● **Stated problem**
Format the records from the line containing "Can you find the bucket thumb" through the end of the records as a Markdown table with the columns Row and Line. Number each row, and omit blank lines.

● **Dataset records**
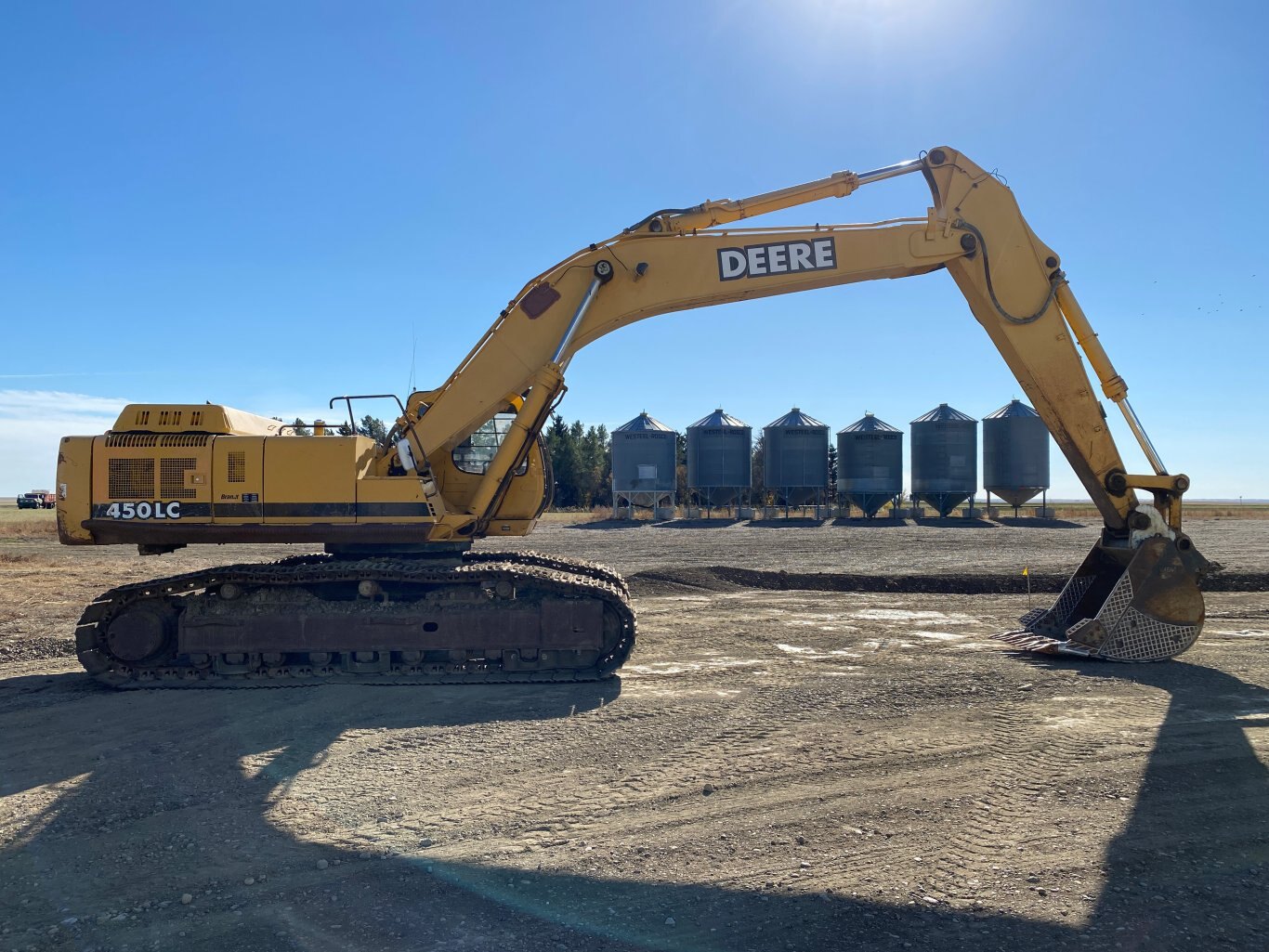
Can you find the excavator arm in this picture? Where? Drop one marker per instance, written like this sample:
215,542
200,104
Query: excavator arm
399,597
1136,597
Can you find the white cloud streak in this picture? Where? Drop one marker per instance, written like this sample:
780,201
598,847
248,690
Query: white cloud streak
33,422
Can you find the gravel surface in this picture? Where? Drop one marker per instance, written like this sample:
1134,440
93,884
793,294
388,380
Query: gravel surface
774,769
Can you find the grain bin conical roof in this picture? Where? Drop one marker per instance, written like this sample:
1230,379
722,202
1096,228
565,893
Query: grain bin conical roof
869,424
718,418
644,423
796,418
943,412
1015,408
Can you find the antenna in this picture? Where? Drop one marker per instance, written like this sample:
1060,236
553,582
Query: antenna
413,342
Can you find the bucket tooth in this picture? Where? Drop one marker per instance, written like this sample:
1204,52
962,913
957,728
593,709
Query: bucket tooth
1123,605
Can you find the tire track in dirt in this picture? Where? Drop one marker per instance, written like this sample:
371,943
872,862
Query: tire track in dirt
1030,765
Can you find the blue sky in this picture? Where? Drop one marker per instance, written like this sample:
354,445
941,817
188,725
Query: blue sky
268,204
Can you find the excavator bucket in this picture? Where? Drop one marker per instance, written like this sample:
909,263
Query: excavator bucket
1123,605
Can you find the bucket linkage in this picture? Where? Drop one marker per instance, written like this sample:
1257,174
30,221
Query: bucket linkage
1124,603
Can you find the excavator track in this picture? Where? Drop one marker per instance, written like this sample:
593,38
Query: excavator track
496,617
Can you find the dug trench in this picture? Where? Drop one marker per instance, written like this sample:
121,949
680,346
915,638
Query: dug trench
777,767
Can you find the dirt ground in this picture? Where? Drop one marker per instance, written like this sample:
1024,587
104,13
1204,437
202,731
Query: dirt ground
776,768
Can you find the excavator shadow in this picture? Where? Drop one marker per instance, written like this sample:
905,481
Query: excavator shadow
878,523
793,522
216,764
1026,522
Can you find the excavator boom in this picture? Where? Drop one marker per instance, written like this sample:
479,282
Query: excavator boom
464,461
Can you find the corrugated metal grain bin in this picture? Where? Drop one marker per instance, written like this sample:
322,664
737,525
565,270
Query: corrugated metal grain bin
870,463
1014,453
944,459
796,459
644,463
720,454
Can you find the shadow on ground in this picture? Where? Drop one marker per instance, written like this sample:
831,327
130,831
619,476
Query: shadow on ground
881,522
793,522
1202,775
1026,522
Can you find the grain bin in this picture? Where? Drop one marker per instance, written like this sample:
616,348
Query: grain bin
1014,453
870,463
796,459
944,459
720,453
645,456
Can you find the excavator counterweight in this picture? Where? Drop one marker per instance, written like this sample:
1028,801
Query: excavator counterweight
399,597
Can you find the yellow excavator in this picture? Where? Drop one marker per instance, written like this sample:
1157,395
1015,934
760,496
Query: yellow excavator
399,595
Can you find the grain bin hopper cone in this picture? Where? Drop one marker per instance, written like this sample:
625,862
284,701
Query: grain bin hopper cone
1137,602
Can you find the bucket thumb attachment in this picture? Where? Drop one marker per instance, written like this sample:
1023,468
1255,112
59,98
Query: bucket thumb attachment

● **Result below**
| Row | Line |
|---|---|
| 1 | Can you find the bucket thumb attachment in this picture? Where? Drop one marker per instance, written like this sample: |
| 2 | 1023,468 |
| 3 | 1255,112 |
| 4 | 59,98 |
| 5 | Query: bucket thumb attachment |